What is being asked:
Answer these from the text on paraphrases and factual errors:
(a) When both wording and facts are changed, what correction rate would independent systems give, and what rate is actually found?
(b) How many iterations are run on each perturbed input?
(c) What convergence value and entropy ratio are listed for rephrases?

Text segment:
-*-*-
Human-quality paraphrases with completely different wording. The model converges toward the original 70% of the time. The strongest example: the Korean War passage — original and rephrase produce literally identical output despite completely different input wording. The weakest: specific narrative details with proper names.
Same sentence structure, wrong names/dates/numbers. Also 70% correction — but the mechanism is different. Familiar structure acts as a scaffold that helps the model slot in correct facts:
Factual errors: convergence 0.945, entropy ratio 2.8×.
Rephrases: convergence 0.919, entropy ratio 6.3×.
The model is more confident with familiar structure + wrong facts than with unfamiliar structure + correct facts.
Structure scaffolds correction.
The hardest test: change both the wording and the facts simultaneously. If the two attractor systems (form and content) were independent, we'd expect 49% correction (0.7 × 0.7). We get 20%.
The proof is the Coolidge pair: with familiar structure and wrong facts, the model produces perfect output (cos = 1.000). With unfamiliar structure and the same wrong facts, it fails (cos = 0.843). Losing form actively undermines factual correction. The attractor systems are coupled.
Form and content attractors reinforce each other. When both are perturbed, the model doesn't degrade gracefully — it collapses. Only technical terminology (Red Book, CD-ROM) survives the combined assault, suggesting an attractor robustness hierarchy: technical terms > proper names > narrative details.
Does iterating the correction cycle help? We run 8 iterations on each perturbed input.
The first encode-decode cycle does all the correction. Additional iterations always degrade. In 7–8 out of 10 cases across all perturbation types, quality decreases with more iterations. The system is dissipative — sampling noise accumulates.
But there's an exception. Strong-attractor content reaches true fixed points: CG = 0.000, identical output every cycle. These are genuine fixed points of the dynamical system — the model generates exactly the same text, character for character, on every subsequent iteration.
-*-*-
Recorded data:
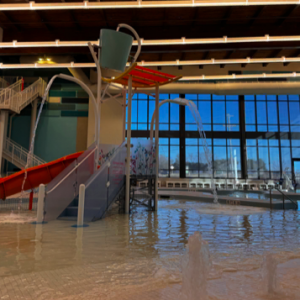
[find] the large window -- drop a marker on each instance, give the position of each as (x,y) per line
(143,107)
(271,134)
(263,158)
(218,113)
(169,161)
(226,158)
(270,113)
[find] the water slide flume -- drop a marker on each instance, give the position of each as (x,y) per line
(44,173)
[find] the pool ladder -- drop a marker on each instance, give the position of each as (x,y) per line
(283,198)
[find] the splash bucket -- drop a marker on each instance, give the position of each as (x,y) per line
(115,49)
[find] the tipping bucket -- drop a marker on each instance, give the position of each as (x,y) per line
(115,49)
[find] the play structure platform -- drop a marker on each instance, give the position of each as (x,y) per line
(45,173)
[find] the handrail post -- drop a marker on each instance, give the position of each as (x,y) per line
(40,207)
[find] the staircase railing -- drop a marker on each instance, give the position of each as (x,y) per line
(15,99)
(27,95)
(7,94)
(19,154)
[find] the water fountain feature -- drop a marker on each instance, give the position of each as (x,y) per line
(269,267)
(195,113)
(195,269)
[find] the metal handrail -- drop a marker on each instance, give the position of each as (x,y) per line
(284,195)
(61,181)
(15,99)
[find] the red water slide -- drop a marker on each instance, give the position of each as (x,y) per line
(12,184)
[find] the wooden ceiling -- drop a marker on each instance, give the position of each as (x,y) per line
(158,23)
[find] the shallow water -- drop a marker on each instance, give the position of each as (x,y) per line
(139,256)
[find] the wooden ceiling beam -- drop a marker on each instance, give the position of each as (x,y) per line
(287,14)
(10,20)
(274,53)
(226,16)
(256,15)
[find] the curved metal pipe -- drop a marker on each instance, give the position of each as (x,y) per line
(96,111)
(179,101)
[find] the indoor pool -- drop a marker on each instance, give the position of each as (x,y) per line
(140,256)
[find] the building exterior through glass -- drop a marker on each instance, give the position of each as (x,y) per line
(259,135)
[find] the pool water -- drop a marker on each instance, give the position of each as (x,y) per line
(139,256)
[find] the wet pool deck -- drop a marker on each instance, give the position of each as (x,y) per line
(184,194)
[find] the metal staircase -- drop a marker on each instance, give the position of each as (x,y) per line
(17,155)
(15,99)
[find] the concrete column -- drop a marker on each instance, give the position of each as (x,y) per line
(3,134)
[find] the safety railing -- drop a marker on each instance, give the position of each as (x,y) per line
(3,83)
(15,99)
(19,154)
(284,197)
(8,93)
(28,94)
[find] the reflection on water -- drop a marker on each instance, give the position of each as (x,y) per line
(138,256)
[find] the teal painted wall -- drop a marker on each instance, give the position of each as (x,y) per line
(57,129)
(55,137)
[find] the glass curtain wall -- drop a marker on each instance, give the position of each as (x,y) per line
(271,129)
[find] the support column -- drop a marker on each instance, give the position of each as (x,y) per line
(156,145)
(32,124)
(124,114)
(182,160)
(243,138)
(127,198)
(3,134)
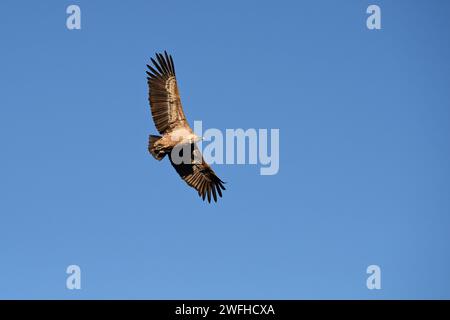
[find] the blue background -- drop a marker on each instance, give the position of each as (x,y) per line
(364,150)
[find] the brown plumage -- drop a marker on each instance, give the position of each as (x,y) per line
(171,123)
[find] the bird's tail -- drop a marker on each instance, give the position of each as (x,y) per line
(157,153)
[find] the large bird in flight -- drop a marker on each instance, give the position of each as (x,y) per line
(171,123)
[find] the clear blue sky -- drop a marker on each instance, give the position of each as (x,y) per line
(364,119)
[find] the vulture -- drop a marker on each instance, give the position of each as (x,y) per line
(176,136)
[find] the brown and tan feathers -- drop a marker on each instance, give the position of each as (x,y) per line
(165,102)
(199,175)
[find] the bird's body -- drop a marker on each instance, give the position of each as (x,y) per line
-*-*-
Expected output:
(a) Independent systems would give 49% correction (0.7 × 0.7). The actual rate is 20%.
(b) 8 iterations.
(c) Convergence 0.919, entropy ratio 6.3×.